* _Task brief_: How many lines below contain the string "path"? Give only the number.

* _Recorded information_:
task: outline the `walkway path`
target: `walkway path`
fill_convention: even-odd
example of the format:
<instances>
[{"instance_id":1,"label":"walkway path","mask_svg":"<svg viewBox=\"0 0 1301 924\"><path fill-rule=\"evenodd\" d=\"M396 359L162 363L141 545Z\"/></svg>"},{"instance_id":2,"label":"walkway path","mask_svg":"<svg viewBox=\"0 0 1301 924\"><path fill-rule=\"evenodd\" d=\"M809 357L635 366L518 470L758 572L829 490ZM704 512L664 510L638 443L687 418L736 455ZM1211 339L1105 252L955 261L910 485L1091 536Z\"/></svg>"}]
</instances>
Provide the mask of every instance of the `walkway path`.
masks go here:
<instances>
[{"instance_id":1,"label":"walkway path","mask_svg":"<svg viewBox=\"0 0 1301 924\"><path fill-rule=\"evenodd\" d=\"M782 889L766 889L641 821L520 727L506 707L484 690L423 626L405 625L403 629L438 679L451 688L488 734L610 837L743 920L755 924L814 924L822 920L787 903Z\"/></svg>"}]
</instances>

* _Solution for this problem_: 5